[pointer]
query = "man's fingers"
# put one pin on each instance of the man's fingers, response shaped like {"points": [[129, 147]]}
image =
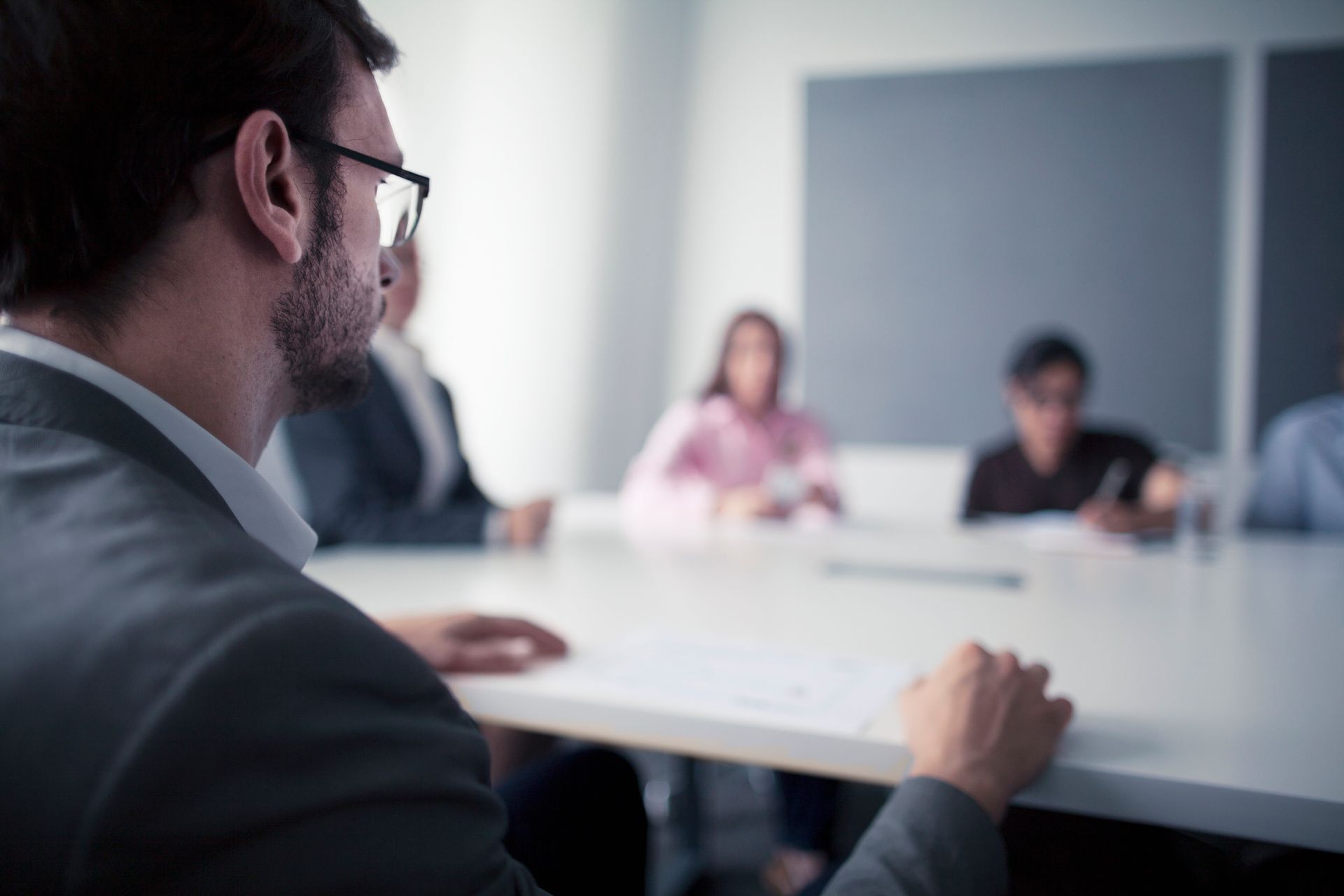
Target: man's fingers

==================================================

Go through the material and report each line that holds the string "fingers".

query = "man's fingers"
# put one pin on each instance of the man's fingers, response shaped like {"points": [[129, 147]]}
Target: man's fingers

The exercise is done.